**Written exercise:** Copy every record below verbatim, line for line. Leave the pictures out of your output.

**Data supplied:**
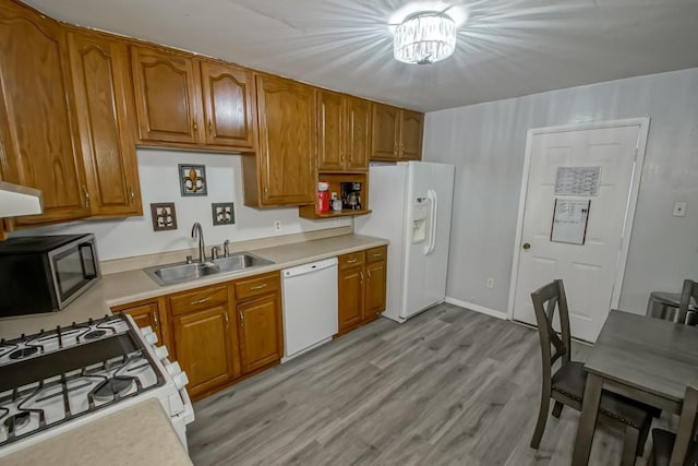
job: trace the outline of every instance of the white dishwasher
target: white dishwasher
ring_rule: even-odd
[[[332,339],[338,331],[337,258],[281,271],[286,362]]]

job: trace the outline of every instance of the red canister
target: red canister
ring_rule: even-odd
[[[324,181],[317,183],[317,213],[329,212],[329,184]]]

**Written reply:**
job: trace the outline of every instance of the white dishwasher
target: white dishwasher
ring_rule: even-odd
[[[332,339],[338,331],[337,258],[281,271],[286,362]]]

job: trace the outline of every instance of the red canister
target: red canister
ring_rule: even-odd
[[[324,181],[317,183],[317,213],[329,212],[329,184]]]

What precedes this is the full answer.